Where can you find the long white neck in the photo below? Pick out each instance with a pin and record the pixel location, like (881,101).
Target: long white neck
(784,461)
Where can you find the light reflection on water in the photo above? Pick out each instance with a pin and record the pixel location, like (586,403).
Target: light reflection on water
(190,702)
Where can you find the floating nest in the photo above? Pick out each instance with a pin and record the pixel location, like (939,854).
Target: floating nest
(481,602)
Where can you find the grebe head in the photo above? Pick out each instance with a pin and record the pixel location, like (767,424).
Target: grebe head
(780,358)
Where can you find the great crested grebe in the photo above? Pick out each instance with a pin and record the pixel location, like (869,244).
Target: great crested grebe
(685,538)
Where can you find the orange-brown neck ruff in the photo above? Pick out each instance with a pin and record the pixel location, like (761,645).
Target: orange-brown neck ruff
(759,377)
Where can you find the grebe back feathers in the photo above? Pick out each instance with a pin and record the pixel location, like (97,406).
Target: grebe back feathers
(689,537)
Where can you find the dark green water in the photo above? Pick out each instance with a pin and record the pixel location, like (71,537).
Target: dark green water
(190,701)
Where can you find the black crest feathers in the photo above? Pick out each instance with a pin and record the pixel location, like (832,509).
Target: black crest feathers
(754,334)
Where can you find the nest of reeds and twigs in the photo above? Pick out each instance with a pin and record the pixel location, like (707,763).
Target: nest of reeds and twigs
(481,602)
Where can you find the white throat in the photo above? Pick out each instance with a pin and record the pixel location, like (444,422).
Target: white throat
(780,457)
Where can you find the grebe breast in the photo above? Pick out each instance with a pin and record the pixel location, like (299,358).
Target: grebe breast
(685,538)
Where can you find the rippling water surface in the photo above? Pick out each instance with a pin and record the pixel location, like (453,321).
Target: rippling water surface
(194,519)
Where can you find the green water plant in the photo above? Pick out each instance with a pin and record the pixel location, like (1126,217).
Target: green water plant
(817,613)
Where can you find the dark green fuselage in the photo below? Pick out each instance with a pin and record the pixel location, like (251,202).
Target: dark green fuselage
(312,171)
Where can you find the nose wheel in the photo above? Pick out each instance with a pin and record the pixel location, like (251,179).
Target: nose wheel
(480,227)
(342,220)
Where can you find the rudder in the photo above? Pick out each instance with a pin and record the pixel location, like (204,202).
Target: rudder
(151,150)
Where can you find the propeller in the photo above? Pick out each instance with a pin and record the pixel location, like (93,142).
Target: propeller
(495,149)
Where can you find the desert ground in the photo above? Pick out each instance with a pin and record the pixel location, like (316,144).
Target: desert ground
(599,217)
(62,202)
============
▶ SET PROBLEM: Write every entry out again exactly.

▶ TASK OUTPUT:
Where can you find the long white neck in the photo below? Pick out each instance with a pin and record the pixel location, like (881,101).
Target: long white neck
(784,461)
Where can you find the light reflection on water in the photo above? Pick out each instance with a pin and record the pixel location, like (586,403).
Target: light reflection on water
(190,702)
Where can you find the floating nest in the photo above? Pick out each instance with a pin and record the pixel location, like (939,854).
Target: floating nest
(481,602)
Where can you find the grebe head in the photo above? Pick out each instance with a pin and record the pixel location, like (767,424).
Target: grebe head
(780,358)
Where can you find the great crested grebe in the photo above? Pick out each instance with a pin and record the pixel location, like (869,244).
Target: great crested grebe
(685,538)
Where can you find the orange-brown neck ruff in the photo above? Pick out each instance with a pin and record the pixel location, like (761,645).
Target: orange-brown neck ruff
(759,377)
Where can you find the grebe back feathers in the photo above? Pick out each instance with a pin and record the pixel location, like (97,406).
Target: grebe back feathers
(689,537)
Where can you find the dark green water in the photo above? Pick out each instance with a pin and record the pixel location, like (71,537).
Target: dark green water
(190,701)
Where can you find the black crest feathers in the photo above? Pick out each instance with a pin and record the pixel location, like (832,509).
Target: black crest feathers
(754,334)
Where can you find the nest of reeds and twigs in the photo above? Pick out each instance with a pin and record the pixel location, like (707,763).
Target: nest of reeds and twigs
(481,602)
Where can you find the white throat in the photo above? Pick out each instance with a pin and record the pixel location, like (444,422).
Target: white throat
(780,457)
Where can you find the grebe breast in the photo above? Pick out each instance with a pin and record the pixel location, like (299,358).
Target: grebe breast
(685,538)
Where can you find the rippling water surface in the photo above? Pick out each instance with a pin and record the pixel location, like (453,321).
Target: rippling water surface
(194,519)
Where can you find the green water plant in the photo above? Pick out each instance with a pin and record the pixel location, like (1126,217).
Target: green water plant
(817,613)
Where can you find the dark green fuselage in the photo below? Pick out each instance with a pin and record the pixel location, like (251,202).
Target: dark green fuselage
(312,171)
Where can you find the nose wheel in the photo above? Pick out each instance with a pin and record the pixel location, like (251,179).
Target: nose wheel
(480,227)
(342,220)
Where can you find the rudder in the photo above? Pick out each instance with a pin and record the pixel location, like (204,202).
Target: rudder
(151,150)
Where can you find the propeller in the photo above? Pick out each instance with a pin and record the pixel location, like (93,142).
Target: propeller
(495,149)
Where can you find the desert ground in the photo above? Pick out each instance with a pin and record the pixel location, like (316,144).
Target: desert ground
(599,217)
(62,202)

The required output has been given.